* Excerpted text *
= = = = = = =

NASA is set to launch a powerful probe on a five-and-a-half-year mission to Europa, one of Jupiter’s moons, in search of potential signs of life. Liftoff is scheduled for “no earlier than” Monday, October 14, from Cape Canaveral, Florida, aboard a SpaceX Falcon Heavy rocket.
The Europa Clipper mission aims to gather detailed information about the moon, which scientists believe may harbor a subsurface ocean of liquid water beneath its icy crust. “Europa is one of the most promising places to look for life beyond Earth,” said NASA official Gina DiBraccio during a recent news conference.
While the mission won’t directly search for life, it will assess whether Europa has the essential ingredients to support life. “This is an opportunity to explore a world that might be habitable today, not just one that may have been billions of years ago,” said Curt Niebur, a program scientist for the Europa Clipper.
The probe, NASA’s largest interplanetary exploration vehicle, measures 30 meters across when its solar panels are fully deployed to capture the faint sunlight reaching Jupiter.
Since its discovery in 1610, Europa has fascinated scientists. Close-up images from the Voyager probes in 1979 revealed intriguing reddish lines on its surface, while the Galileo probe in the 1990s suggested the presence of an ocean beneath its ice.
Equipped with advanced instruments—including cameras, a spectrograph, radar, and a magnetometer—the Europa Clipper will investigate the moon’s icy shell, its ocean’s salinity, and how these elements interact. The goal is to determine whether water, energy, and essential chemical compounds for life are present.
If conditions are favorable, primitive life forms, like bacteria, might exist in Europa’s ocean, though they would likely be too deep for the probe to detect. Should the mission find that Europa is not habitable, it will raise new questions about our previous assumptions, according to Nikki Fox, an associate administrator at NASA.
The probe will travel 2.9 billion kilometers (1.8 billion miles) to reach Jupiter, with an expected arrival in April 2030, followed by a four-year primary mission. During this time, it will conduct 49 close flybys of Europa, coming within 25 kilometers (16 miles) of its surface while enduring intense radiation.
Approximately 4,000 people have contributed to the $5.2 billion mission over the past decade, underscoring its significance. As Niebur notes, if Europa and Earth are both habitable, it expands the potential for life across the galaxy. The Europa Clipper will operate concurrently with the European Space Agency’s Juice probe, which will study two other Jupiter moons, Ganymede and Callisto.

= = = = = = =

* Recorded data *
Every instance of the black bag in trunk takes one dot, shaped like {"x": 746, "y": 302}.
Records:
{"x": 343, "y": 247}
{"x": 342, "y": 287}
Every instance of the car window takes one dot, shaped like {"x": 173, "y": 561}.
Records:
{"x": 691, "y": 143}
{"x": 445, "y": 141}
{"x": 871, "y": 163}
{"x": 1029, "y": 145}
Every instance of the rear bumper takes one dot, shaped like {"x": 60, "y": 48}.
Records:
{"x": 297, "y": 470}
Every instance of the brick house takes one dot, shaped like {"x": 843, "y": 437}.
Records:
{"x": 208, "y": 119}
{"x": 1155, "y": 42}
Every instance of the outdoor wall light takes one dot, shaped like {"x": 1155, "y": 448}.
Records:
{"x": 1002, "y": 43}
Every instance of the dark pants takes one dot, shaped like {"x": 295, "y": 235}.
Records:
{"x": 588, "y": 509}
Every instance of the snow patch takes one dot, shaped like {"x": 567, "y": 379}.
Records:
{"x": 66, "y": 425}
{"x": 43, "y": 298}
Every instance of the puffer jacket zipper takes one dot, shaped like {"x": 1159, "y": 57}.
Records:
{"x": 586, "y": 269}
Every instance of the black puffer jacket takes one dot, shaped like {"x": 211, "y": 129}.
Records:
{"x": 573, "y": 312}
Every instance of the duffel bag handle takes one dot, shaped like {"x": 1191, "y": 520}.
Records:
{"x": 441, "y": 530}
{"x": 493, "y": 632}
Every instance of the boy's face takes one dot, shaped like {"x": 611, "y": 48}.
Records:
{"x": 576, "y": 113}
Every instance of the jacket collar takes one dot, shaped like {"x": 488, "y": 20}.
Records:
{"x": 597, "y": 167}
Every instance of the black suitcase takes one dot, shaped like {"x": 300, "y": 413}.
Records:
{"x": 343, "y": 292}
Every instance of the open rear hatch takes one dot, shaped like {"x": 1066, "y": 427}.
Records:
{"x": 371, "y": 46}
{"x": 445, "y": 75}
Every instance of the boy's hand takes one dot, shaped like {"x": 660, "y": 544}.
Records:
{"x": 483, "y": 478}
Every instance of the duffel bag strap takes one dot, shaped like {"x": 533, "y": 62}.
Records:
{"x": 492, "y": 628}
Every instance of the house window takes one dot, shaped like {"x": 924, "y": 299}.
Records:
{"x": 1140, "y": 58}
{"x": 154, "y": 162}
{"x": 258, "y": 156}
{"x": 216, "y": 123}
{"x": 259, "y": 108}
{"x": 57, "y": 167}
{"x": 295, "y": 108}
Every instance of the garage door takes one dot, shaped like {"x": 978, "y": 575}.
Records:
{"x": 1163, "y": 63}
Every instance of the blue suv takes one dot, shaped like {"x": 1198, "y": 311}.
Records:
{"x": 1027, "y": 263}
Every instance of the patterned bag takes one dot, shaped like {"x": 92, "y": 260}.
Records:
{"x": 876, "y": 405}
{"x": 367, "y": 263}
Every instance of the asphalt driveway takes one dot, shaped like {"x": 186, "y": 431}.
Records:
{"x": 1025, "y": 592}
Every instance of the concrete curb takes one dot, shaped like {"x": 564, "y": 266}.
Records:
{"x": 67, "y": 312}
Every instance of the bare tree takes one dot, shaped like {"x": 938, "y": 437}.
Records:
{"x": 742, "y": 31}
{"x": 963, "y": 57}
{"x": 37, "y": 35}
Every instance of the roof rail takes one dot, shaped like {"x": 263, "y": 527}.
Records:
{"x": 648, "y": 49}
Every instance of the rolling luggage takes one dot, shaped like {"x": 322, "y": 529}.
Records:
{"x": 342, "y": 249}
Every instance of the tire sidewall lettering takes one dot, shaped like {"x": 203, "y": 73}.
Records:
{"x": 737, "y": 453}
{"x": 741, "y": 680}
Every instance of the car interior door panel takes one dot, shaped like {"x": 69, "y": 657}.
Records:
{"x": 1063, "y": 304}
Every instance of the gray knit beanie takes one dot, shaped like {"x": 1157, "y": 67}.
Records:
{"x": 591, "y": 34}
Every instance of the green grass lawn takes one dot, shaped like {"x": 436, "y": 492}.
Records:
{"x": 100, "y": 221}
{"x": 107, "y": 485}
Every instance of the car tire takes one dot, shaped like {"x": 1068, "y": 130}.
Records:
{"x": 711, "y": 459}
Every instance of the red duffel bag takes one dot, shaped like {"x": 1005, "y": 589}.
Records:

= = = = = = =

* What the exercise asks *
Answer these from the Europa Clipper article:
(a) Which rocket is the probe launching on?
(b) How many close flybys of Europa will it make?
(c) Which two moons will the Juice probe study?
The material has no connection to the text.

* Exercise response *
(a) A SpaceX Falcon Heavy
(b) 49
(c) Ganymede and Callisto